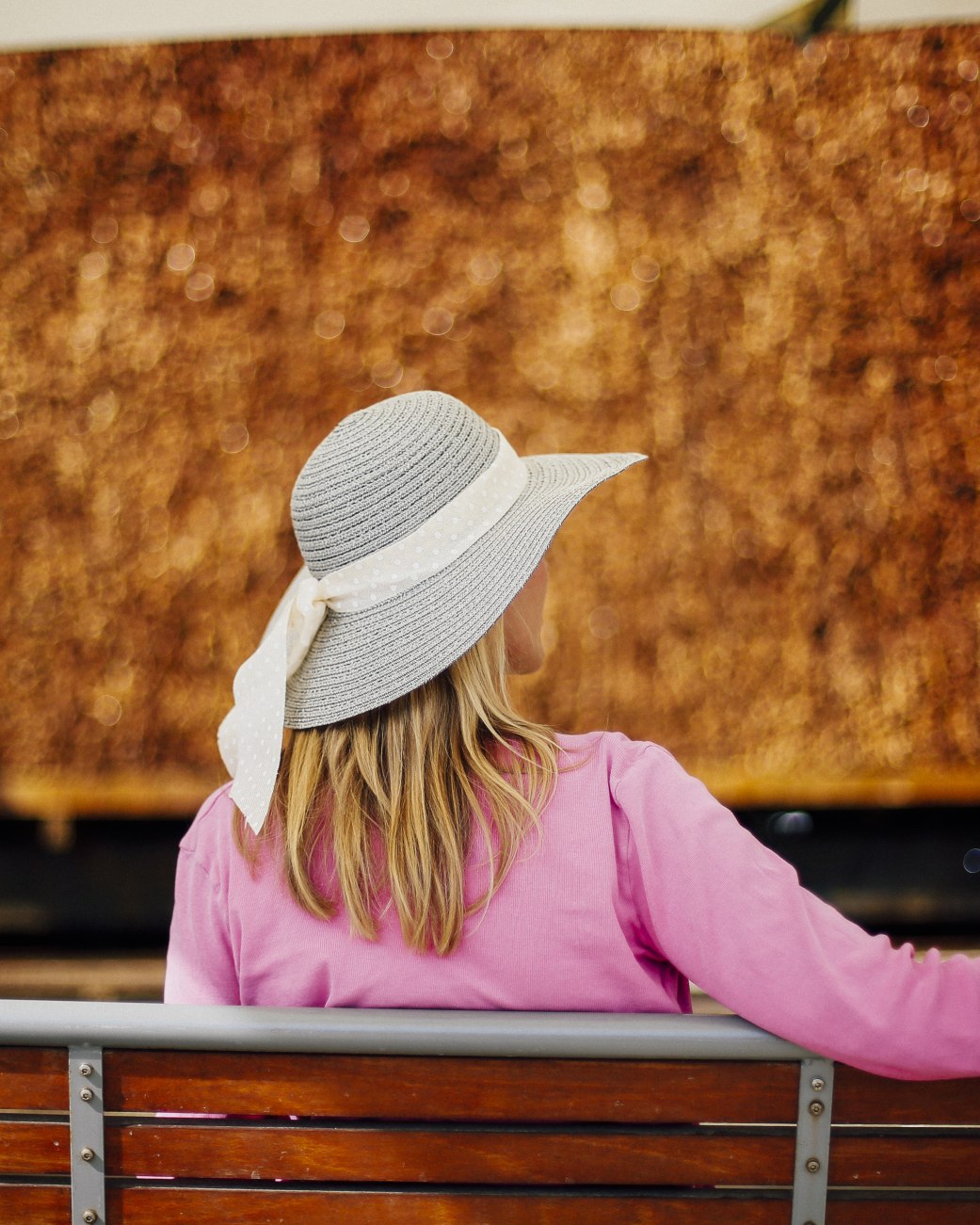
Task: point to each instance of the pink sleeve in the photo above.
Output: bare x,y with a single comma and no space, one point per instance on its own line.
732,916
200,965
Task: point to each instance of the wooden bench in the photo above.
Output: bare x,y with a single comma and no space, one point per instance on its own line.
459,1119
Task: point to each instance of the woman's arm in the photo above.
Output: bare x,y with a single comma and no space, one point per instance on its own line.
731,915
200,964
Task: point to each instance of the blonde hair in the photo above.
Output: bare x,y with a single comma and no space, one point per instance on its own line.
389,802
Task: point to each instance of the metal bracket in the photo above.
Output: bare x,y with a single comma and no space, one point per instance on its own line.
812,1142
86,1118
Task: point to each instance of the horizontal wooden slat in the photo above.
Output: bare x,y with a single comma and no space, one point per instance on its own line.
906,1161
451,1155
35,1205
891,1212
861,1098
390,1087
33,1078
35,1147
143,1205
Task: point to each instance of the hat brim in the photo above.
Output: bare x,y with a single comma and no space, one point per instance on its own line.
366,658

Task statement – Print every one of the lines above word for word, leaving out the pictures.

Exercise output –
Task: point to each instance of the pink sleeve in the photo above.
Output: bare x,y with a single comma and no space, one point per instance on its own line.
732,916
200,965
Task: point to each instance of the wooden bench in the photo above.
Output: bare x,y with a single comma and no space, one point per instance on its own line.
459,1119
Task: point to each instance of the woman's arm in the photo above.
Output: bare x,y with a single comma and no space, one point per instance on its own line.
731,915
200,964
Task: point to each instance of the blonde hair in the photo above.
Output: bare x,y with a single comma and no space, one point per instance on its own line.
389,802
Task: point to each instance of the metal bracket in the photo above.
Output: bare x,y with a single comma and no space, one point per instance on its own line.
812,1142
86,1118
Task: point to each instance of the horizontal wooden slat in the photo above.
Output: bare x,y with a single comma and no space, one point per instance on its own line.
906,1161
451,1155
35,1205
891,1212
861,1098
390,1087
33,1078
35,1147
143,1205
Task: point to each instance of the hat brim in the photo above.
Output: bare x,y with a single comma and no space, one point per instance on its own line.
366,658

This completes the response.